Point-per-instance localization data
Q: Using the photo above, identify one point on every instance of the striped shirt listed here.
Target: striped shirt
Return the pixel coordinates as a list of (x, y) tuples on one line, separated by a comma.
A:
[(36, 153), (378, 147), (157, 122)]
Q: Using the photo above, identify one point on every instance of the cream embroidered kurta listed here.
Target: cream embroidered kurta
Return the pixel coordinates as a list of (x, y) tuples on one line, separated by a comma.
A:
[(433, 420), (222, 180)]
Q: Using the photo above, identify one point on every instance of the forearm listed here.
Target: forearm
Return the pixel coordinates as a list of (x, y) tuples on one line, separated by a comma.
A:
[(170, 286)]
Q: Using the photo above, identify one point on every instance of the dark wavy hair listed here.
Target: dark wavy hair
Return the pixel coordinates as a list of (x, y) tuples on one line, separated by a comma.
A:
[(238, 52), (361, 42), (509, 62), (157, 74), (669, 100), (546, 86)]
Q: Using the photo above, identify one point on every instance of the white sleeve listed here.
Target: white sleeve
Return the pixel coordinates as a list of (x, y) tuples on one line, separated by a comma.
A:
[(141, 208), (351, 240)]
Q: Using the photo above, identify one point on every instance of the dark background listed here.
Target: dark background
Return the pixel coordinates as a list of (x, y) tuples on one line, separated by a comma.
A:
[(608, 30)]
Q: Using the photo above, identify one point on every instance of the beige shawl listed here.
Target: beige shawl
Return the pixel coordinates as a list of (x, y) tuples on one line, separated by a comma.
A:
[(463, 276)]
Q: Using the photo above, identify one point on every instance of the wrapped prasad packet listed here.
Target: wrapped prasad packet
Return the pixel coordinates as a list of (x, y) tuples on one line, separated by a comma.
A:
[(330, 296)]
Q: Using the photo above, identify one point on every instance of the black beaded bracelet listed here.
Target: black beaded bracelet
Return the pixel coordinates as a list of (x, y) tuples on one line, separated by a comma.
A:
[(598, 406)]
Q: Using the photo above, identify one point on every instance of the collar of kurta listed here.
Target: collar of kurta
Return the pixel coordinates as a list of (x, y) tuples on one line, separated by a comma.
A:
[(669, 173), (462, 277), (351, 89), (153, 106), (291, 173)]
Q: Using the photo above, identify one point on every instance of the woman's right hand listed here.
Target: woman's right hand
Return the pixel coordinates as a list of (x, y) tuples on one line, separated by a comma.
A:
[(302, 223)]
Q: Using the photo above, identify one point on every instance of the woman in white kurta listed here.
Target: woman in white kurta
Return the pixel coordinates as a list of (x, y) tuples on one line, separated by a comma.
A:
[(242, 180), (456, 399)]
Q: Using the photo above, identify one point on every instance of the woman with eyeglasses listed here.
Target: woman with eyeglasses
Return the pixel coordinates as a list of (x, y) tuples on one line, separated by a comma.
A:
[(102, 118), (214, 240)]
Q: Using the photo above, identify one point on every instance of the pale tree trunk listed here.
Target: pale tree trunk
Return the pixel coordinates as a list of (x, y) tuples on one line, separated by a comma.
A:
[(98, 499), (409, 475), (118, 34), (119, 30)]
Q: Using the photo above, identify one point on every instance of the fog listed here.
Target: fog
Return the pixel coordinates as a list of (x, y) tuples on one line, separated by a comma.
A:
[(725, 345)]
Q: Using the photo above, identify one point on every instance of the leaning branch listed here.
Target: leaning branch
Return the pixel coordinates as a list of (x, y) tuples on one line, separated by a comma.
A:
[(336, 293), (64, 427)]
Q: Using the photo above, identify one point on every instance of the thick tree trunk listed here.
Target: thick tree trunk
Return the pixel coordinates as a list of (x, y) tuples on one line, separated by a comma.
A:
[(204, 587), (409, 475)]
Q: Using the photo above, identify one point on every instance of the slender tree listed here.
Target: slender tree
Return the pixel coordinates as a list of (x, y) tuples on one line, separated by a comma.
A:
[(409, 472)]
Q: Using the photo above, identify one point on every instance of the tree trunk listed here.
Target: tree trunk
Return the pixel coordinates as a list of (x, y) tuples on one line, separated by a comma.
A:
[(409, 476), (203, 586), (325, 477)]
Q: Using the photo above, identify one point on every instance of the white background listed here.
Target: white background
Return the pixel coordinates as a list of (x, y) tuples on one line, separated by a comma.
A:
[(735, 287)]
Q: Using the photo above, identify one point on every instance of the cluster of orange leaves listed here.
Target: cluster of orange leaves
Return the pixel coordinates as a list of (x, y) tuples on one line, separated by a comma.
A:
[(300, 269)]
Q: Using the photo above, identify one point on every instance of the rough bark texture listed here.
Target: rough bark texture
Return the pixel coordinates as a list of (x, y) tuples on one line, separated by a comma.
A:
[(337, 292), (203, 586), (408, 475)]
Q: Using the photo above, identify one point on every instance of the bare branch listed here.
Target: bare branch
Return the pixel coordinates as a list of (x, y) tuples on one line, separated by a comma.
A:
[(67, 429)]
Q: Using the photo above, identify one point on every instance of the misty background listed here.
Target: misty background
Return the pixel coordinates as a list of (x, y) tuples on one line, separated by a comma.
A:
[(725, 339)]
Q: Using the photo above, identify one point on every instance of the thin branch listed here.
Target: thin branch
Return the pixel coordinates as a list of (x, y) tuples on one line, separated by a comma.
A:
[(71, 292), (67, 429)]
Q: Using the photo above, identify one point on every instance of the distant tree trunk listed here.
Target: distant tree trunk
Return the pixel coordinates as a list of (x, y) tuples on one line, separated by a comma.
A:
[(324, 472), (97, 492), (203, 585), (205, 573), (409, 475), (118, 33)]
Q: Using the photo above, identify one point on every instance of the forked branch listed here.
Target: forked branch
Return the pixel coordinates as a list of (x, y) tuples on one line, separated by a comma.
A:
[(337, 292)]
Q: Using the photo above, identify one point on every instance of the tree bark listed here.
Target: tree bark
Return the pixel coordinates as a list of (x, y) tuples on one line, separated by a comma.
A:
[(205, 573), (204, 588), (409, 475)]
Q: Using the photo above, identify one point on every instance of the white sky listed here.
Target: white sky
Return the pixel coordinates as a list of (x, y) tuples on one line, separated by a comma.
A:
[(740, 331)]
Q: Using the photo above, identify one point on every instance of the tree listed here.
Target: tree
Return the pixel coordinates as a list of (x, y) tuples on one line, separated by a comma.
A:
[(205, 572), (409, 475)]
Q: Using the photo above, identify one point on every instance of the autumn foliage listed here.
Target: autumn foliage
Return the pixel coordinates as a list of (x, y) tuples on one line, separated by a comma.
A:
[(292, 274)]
* * *
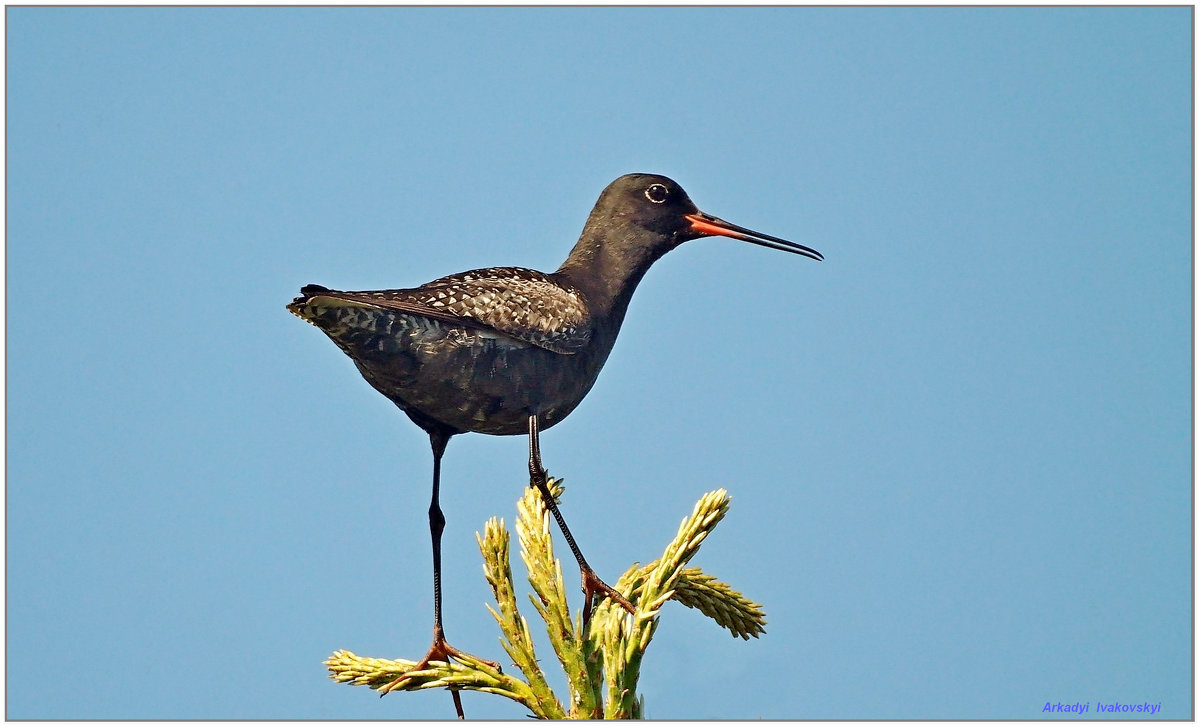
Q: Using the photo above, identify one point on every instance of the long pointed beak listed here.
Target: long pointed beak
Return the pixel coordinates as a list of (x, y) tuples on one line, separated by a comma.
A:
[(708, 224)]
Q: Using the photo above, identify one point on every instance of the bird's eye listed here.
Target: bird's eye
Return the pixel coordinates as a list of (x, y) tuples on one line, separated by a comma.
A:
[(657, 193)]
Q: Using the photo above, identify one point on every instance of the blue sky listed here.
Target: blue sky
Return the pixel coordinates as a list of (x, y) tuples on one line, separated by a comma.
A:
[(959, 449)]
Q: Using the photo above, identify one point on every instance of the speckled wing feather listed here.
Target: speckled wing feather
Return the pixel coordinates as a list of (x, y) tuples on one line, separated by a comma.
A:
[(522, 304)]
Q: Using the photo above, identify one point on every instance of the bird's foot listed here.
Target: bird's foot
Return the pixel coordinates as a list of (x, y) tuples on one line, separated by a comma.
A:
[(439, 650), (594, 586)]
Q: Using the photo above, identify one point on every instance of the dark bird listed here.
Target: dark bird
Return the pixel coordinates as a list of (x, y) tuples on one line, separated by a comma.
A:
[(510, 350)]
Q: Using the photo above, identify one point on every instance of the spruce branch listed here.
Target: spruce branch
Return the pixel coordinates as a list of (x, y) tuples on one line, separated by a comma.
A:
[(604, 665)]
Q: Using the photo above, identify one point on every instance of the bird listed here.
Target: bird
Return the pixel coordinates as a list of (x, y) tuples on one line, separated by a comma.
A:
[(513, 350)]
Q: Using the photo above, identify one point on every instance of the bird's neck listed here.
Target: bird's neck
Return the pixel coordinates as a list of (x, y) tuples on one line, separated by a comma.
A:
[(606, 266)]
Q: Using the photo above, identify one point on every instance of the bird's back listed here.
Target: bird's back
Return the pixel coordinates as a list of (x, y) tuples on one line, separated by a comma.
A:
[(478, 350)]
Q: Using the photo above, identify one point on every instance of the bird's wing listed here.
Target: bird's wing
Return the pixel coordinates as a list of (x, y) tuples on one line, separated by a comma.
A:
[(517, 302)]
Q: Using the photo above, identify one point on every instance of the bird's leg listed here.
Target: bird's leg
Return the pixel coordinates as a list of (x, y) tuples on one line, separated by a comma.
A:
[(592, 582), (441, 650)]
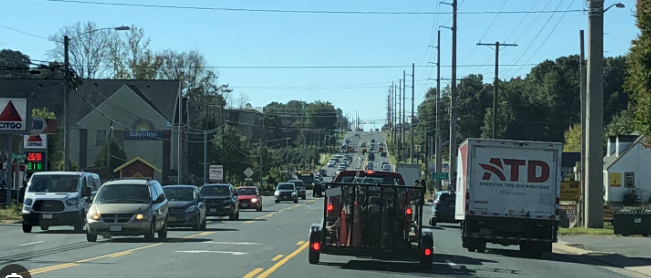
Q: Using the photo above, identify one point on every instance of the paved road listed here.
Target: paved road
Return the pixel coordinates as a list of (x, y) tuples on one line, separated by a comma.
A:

**THE TASK:**
Write the number of lines in the data above that contain the word "paved", and add nothing to it.

**ANSWER SPACE:**
2